## Given information
━━━━

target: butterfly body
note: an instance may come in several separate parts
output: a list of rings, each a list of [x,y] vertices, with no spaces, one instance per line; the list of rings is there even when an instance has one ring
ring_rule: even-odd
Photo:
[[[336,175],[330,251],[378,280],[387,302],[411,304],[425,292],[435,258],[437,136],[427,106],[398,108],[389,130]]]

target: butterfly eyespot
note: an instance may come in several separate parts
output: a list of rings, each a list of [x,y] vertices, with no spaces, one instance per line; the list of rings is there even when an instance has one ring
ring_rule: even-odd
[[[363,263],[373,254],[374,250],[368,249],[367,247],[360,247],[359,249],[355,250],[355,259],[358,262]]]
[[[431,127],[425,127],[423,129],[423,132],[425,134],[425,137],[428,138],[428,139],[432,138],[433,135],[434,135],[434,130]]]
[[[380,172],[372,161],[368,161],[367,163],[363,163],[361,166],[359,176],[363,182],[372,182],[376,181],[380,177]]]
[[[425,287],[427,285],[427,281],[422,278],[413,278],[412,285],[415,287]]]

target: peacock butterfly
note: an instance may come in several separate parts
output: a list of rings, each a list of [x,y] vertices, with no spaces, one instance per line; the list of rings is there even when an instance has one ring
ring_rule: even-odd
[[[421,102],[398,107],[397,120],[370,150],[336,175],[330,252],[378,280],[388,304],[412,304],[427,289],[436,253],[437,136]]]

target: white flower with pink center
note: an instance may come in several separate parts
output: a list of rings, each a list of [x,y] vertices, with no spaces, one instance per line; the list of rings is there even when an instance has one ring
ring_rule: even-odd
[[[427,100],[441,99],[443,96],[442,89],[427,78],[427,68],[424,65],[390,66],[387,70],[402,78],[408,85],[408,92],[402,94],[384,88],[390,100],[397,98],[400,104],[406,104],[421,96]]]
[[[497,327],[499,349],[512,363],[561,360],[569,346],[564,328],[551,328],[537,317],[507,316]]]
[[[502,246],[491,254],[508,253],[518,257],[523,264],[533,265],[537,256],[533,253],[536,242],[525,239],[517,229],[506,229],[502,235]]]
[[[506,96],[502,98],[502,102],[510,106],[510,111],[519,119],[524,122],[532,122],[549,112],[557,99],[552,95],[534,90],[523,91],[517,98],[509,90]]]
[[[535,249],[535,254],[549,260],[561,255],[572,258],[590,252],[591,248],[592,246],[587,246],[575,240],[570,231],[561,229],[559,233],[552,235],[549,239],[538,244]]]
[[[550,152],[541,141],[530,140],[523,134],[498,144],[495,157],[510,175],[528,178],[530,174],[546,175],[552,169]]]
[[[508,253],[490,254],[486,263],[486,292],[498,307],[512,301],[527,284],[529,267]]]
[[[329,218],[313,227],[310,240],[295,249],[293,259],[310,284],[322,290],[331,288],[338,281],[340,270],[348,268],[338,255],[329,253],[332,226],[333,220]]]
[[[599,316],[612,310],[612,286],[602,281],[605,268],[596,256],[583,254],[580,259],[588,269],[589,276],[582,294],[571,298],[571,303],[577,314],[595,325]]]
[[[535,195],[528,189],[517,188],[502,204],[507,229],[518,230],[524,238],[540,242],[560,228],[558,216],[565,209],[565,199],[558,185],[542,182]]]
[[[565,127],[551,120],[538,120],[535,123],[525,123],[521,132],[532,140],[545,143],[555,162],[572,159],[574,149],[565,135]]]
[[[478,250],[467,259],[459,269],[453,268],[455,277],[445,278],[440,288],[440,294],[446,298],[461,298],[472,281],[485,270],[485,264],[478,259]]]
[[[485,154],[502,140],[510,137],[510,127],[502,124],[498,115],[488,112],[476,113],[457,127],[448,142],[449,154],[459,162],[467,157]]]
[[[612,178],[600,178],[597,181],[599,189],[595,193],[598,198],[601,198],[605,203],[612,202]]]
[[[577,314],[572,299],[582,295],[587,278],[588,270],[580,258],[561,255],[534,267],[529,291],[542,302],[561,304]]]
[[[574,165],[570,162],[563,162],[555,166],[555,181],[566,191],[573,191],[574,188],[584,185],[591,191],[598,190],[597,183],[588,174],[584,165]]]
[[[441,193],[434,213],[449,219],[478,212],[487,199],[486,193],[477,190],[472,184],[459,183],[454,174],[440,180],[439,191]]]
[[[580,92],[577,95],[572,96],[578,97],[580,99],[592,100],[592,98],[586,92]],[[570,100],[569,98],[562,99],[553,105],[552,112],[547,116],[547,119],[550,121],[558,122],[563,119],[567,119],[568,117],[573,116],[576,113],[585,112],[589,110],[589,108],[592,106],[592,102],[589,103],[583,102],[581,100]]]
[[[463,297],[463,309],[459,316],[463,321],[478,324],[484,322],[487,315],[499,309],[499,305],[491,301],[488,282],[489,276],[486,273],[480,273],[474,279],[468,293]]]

━━━━

## Work instructions
Write out every line from the records above, word for word.

## Task response
target: butterfly body
note: an instance may come in several separate parts
output: a list of rings, each a list of [x,y] vertices, with no spaces, one instance per line; the list of rings is there even when an instance has one ring
ring_rule: even-odd
Photo:
[[[336,175],[330,251],[378,280],[387,302],[411,304],[425,292],[435,258],[437,136],[427,106],[398,108],[389,130]]]

target: butterfly eyespot
note: an instance may come in several separate parts
output: a list of rings, each a list of [x,y] vertices, with no spaces, one instance per line; the list of rings is there even when an instance has one ring
ring_rule: even-odd
[[[363,263],[373,254],[374,250],[368,249],[367,247],[360,247],[359,249],[355,250],[355,259],[358,262]]]
[[[431,127],[425,127],[423,129],[423,132],[425,134],[425,137],[428,138],[428,139],[432,138],[433,135],[434,135],[434,130]]]
[[[380,172],[372,161],[368,161],[367,163],[363,163],[361,166],[359,176],[363,182],[372,182],[376,181],[380,177]]]
[[[425,287],[427,285],[427,281],[422,278],[413,278],[412,285],[415,287]]]

target: peacock butterfly
note: an instance may come in several separate parts
output: a list of rings, each a list of [x,y] vertices, with no spaces, one instance per line; the list of rings is there even when an instance has one ring
ring_rule: even-odd
[[[421,102],[398,107],[397,120],[370,150],[336,175],[330,252],[378,280],[388,304],[412,304],[427,289],[436,253],[437,136]]]

target: white flower with pink center
note: an instance may come in several separate parts
output: a list of rings, each a list of [x,y] vertices, with no spaces, one instance per line; the list of rings is there even when an instance has one ring
ring_rule: even-odd
[[[427,100],[441,99],[443,96],[442,89],[427,78],[427,68],[424,65],[390,66],[387,70],[402,78],[408,85],[408,92],[402,94],[384,88],[390,100],[397,98],[400,104],[406,104],[421,96]]]
[[[497,327],[499,349],[512,363],[561,360],[569,346],[564,328],[551,328],[537,317],[507,316]]]
[[[502,246],[491,254],[508,253],[518,257],[523,264],[533,265],[537,256],[533,253],[536,242],[525,239],[517,229],[506,229],[502,235]]]
[[[506,96],[502,98],[502,102],[510,106],[510,111],[519,119],[524,122],[532,122],[549,112],[557,99],[552,95],[534,90],[523,91],[517,98],[509,90]]]
[[[535,249],[535,254],[549,260],[561,255],[572,258],[590,252],[591,248],[592,246],[587,246],[575,240],[570,231],[561,229],[559,233],[552,235],[549,239],[538,244]]]
[[[550,152],[541,141],[530,140],[523,134],[498,144],[495,157],[510,175],[528,178],[530,174],[546,175],[552,169]]]
[[[508,253],[490,254],[486,263],[486,292],[498,307],[512,301],[527,284],[529,267]]]
[[[329,218],[313,227],[310,240],[295,249],[293,259],[310,284],[322,290],[331,288],[338,281],[340,270],[348,268],[338,255],[329,253],[332,226],[333,220]]]
[[[599,316],[612,310],[612,286],[602,281],[605,268],[596,256],[583,254],[580,259],[588,269],[589,276],[582,294],[571,298],[571,303],[577,314],[595,325]]]
[[[535,195],[528,189],[517,188],[502,204],[507,229],[518,230],[524,238],[540,242],[560,228],[558,216],[565,209],[565,199],[558,185],[542,182]]]
[[[565,127],[551,120],[538,120],[535,123],[525,123],[521,132],[532,140],[545,143],[555,162],[572,159],[574,149],[565,135]]]
[[[478,250],[467,259],[459,269],[453,268],[455,277],[445,278],[440,288],[440,294],[446,298],[461,298],[472,281],[485,270],[485,264],[478,259]]]
[[[485,154],[502,140],[510,137],[510,127],[502,124],[498,115],[488,112],[476,113],[457,127],[448,142],[449,154],[459,162],[467,157]]]
[[[612,178],[600,178],[597,181],[599,189],[595,193],[598,198],[601,198],[605,203],[612,202]]]
[[[577,314],[572,299],[582,295],[587,278],[588,270],[580,258],[561,255],[534,267],[529,291],[542,302],[561,304]]]
[[[574,165],[570,162],[563,162],[555,166],[555,181],[566,191],[573,191],[574,188],[584,185],[591,191],[598,190],[597,183],[588,174],[584,165]]]
[[[441,193],[434,213],[449,219],[478,212],[487,199],[486,193],[477,190],[472,184],[459,183],[454,174],[440,180],[439,191]]]
[[[580,92],[577,95],[572,96],[578,97],[580,99],[592,100],[592,98],[586,92]],[[570,100],[569,98],[562,99],[553,105],[552,112],[547,116],[547,119],[550,121],[558,122],[563,119],[567,119],[568,117],[573,116],[576,113],[585,112],[589,110],[589,108],[592,106],[592,102],[589,103],[583,102],[581,100]]]
[[[463,297],[463,309],[459,316],[463,321],[478,324],[484,322],[487,315],[499,309],[499,305],[491,301],[488,282],[489,276],[486,273],[480,273],[474,279],[468,293]]]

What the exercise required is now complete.